__EXCERPT__
# Introduction

In [None]:
"""
What? Illustrating leakage in CV
"""

# Import libraries/modules

In [11]:
import numpy as np
from sklearn.feature_selection import SelectPercentile, f_regression
from sklearn.model_selection import cross_val_score
from sklearn.linear_model import Ridge
from sklearn.pipeline import Pipeline

# Create a dataset

In [None]:
"""
Let’s consider a synthetic regression task with 100 samples and 1,000 features that are sampled independently 
from a Gaussian distribution. We also sample the response from a Gaussian distribution:
"""

In [3]:
rnd = np.random.RandomState(seed=0)
X = rnd.normal(size=(100, 10000))
y = rnd.normal(size=(100,))

In [None]:
"""
Given the way we created the dataset, there is no relation between the data, X, and the target, y (they are 
independent), so it should not be possible to learn anything from this dataset. We will now do the following.
HOWEVER if we are not careful ....
"""

# Leaking info in CV - WRONG APPROACH

In [None]:
"""
First, select the most informative of the 10 features using SelectPercentile feature selection, and then we 
evaluate a Ridge regressor using cross-validation:
"""

In [5]:
select = SelectPercentile(score_func=f_regression, percentile=5).fit(X, y) 
X_selected = select.transform(X)
print("X_selected.shape: {}".format(X_selected.shape))

X_selected.shape: (100, 500)


In [7]:
print("Cross-validation accuracy (cv only on ridge): {:.2f}".format(
np.mean(cross_val_score(Ridge(), X_selected, y, cv=5))))

Cross-validation accuracy (cv only on ridge): 0.91


# What has gone wrong?

In [None]:
"""
The mean R2 computed by cross-validation is 0.91, indicating a very good model. This clearly cannot be right, as 
our data is entirely random. What happened here is that our feature selection picked out some features among the 
10,000 random features that are (by chance) very well correlated with the target. Because we fit the feature 
selection outside of the cross-validation, it could find features that are correlated both on the training and 
the test folds. The information we leaked from the test folds was very informative, leading to highly unrealistic 
results
"""

# No leakage - RIGHT APPROACH

In [12]:
pipe = Pipeline([("select", SelectPercentile(score_func=f_regression,
                                                 percentile=5)), ("ridge", Ridge())]) 
print("Cross-validation accuracy (pipeline): {:.2f}".format(np.mean(cross_val_score(pipe, X, y, cv=5))))

Cross-validation accuracy (pipeline): -0.25


# Why has this approach shown the correct result?

In [None]:
"""
This time, we get a negative R2 score, indicating a very poor model. Using the pipe‐ line, the feature selection 
is now inside the cross-validation loop. This means features can only be selected using the training folds of the 
data, not the test fold. The feature selection finds features that are correlated with the target on the training
set, but because the data is entirely random, these features are not correlated with the target on the test set.
"""

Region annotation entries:

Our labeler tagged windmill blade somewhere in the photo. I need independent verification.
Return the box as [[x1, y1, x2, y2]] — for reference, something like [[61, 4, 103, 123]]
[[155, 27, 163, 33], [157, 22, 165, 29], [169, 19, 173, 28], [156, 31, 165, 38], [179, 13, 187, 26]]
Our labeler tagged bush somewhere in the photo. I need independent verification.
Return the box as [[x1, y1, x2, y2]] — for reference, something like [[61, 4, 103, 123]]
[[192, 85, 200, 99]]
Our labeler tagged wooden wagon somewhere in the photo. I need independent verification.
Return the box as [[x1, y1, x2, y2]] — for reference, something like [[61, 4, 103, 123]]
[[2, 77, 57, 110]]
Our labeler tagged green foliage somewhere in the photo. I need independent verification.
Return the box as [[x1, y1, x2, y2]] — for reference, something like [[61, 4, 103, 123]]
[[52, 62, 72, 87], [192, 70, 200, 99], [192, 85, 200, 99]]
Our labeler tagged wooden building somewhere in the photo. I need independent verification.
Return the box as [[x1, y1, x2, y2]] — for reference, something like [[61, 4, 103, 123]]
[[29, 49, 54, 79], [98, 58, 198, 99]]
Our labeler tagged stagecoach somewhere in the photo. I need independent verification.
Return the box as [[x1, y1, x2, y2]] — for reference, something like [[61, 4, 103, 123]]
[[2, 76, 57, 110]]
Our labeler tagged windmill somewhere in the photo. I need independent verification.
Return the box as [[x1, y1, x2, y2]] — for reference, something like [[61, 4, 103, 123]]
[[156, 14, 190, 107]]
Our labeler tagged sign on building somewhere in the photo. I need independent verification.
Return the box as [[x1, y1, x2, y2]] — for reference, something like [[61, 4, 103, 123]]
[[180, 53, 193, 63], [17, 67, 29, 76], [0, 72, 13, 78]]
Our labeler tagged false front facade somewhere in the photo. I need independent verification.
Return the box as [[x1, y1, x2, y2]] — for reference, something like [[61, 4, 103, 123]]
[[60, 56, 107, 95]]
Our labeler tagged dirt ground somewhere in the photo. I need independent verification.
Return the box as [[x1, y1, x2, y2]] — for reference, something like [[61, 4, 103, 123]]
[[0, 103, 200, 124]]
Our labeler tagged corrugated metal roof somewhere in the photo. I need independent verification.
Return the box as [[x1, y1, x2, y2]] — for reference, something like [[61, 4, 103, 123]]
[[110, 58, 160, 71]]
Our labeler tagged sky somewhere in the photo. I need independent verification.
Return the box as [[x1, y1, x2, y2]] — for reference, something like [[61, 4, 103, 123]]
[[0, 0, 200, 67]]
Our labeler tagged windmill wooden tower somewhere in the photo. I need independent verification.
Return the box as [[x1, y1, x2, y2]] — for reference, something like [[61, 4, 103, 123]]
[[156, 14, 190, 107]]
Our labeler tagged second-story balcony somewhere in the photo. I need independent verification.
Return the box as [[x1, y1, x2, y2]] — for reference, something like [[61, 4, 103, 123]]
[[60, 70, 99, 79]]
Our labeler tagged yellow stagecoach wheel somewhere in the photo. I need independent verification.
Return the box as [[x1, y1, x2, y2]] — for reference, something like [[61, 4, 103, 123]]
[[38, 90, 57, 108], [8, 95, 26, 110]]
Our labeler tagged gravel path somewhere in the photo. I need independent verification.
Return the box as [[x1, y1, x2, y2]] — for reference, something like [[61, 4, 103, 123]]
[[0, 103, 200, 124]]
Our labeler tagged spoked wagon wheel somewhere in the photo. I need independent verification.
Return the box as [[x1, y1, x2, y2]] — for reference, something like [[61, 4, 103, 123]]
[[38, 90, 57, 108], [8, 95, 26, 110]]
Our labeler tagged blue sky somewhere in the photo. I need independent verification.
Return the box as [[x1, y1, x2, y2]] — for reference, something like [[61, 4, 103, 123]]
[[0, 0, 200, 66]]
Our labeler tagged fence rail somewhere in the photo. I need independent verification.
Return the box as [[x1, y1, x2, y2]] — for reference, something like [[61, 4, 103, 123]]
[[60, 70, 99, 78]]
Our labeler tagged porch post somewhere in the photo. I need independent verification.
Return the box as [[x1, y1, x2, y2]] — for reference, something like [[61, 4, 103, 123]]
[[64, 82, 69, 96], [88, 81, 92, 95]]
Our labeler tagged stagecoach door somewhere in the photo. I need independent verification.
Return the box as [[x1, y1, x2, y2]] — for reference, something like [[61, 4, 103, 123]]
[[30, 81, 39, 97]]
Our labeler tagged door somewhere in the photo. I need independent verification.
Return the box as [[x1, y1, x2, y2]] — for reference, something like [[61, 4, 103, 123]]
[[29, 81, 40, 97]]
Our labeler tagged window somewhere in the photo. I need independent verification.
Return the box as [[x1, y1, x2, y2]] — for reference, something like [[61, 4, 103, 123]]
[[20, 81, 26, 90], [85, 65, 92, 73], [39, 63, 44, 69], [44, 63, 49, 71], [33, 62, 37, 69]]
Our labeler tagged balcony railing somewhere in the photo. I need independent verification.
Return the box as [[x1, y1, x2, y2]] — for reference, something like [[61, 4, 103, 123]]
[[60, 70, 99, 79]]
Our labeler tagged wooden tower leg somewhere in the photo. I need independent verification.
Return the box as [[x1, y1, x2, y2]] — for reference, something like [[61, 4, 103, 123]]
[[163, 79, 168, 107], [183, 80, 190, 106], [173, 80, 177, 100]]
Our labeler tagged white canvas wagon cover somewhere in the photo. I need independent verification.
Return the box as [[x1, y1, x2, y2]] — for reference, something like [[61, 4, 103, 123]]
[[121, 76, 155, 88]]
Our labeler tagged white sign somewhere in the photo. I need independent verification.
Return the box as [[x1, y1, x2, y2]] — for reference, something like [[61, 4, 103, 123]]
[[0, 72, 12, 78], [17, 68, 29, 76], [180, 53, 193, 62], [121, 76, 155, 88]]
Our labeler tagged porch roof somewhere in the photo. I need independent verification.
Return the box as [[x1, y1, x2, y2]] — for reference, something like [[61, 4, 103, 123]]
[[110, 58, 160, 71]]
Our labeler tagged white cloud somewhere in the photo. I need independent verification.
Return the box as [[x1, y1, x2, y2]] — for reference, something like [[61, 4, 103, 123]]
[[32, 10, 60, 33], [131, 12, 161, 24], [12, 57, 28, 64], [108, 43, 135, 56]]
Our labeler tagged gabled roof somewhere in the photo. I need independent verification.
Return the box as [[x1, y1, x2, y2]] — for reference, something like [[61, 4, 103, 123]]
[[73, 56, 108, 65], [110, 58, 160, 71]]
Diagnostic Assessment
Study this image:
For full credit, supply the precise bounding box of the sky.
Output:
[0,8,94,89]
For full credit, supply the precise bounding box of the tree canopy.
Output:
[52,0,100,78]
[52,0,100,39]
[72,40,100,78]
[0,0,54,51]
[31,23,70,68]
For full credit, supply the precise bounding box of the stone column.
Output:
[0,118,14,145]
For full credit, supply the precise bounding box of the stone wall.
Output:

__YOUR INSTRUCTIONS__
Quote the cross-validation leakage notebook word for word from "# No leakage" to "the correct result?".

__FINISHED ANSWER__
# No leakage - RIGHT APPROACH

In [12]:
pipe = Pipeline([("select", SelectPercentile(score_func=f_regression,
                                                 percentile=5)), ("ridge", Ridge())]) 
print("Cross-validation accuracy (pipeline): {:.2f}".format(np.mean(cross_val_score(pipe, X, y, cv=5))))

Cross-validation accuracy (pipeline): -0.25


# Why has this approach shown the correct result?